* **EXERCISE INSTRUCTIONS**
Please write out the listing exactly, leaving each picture out.
******************************
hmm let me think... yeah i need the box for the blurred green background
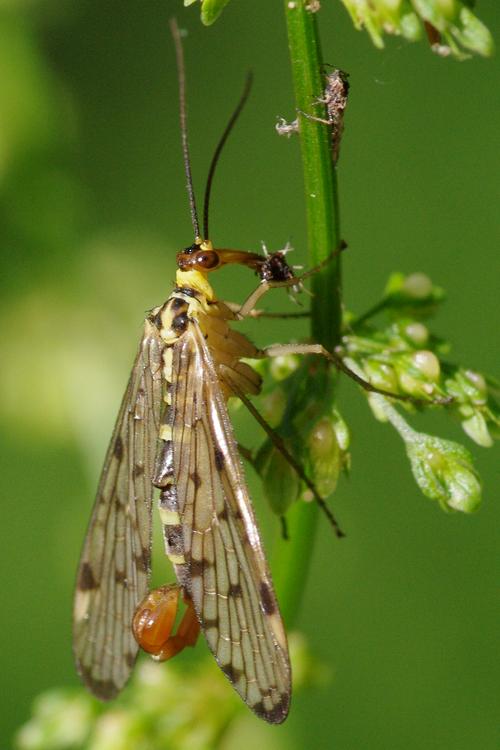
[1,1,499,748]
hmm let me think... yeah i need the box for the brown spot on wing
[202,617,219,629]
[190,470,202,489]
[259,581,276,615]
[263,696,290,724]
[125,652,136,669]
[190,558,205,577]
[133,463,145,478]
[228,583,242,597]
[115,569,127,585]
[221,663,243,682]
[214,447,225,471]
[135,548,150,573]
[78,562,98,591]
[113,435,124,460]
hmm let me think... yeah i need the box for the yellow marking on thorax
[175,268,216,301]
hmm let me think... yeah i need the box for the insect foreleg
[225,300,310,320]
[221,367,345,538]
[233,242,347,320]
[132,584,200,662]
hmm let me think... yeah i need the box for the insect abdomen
******************************
* **RESPONSE**
hmm let me think... yeah i need the box for the blurred green background
[1,1,499,748]
hmm let me think... yeah i need the box for the brown spot on wing
[202,617,219,629]
[190,470,202,489]
[259,581,276,615]
[263,696,290,724]
[125,652,136,669]
[190,558,205,577]
[133,463,145,478]
[228,583,242,597]
[115,569,127,585]
[221,663,243,682]
[214,447,225,471]
[135,548,150,573]
[78,562,98,591]
[113,435,124,460]
hmm let me think... yeah i need the box for the yellow marking on thorax
[175,268,216,301]
hmm let me think... yeah i need the box for the insect foreleg
[225,300,310,320]
[221,367,345,538]
[233,242,347,320]
[132,584,200,662]
hmm let me think... yeah i need the box for the insect abdomen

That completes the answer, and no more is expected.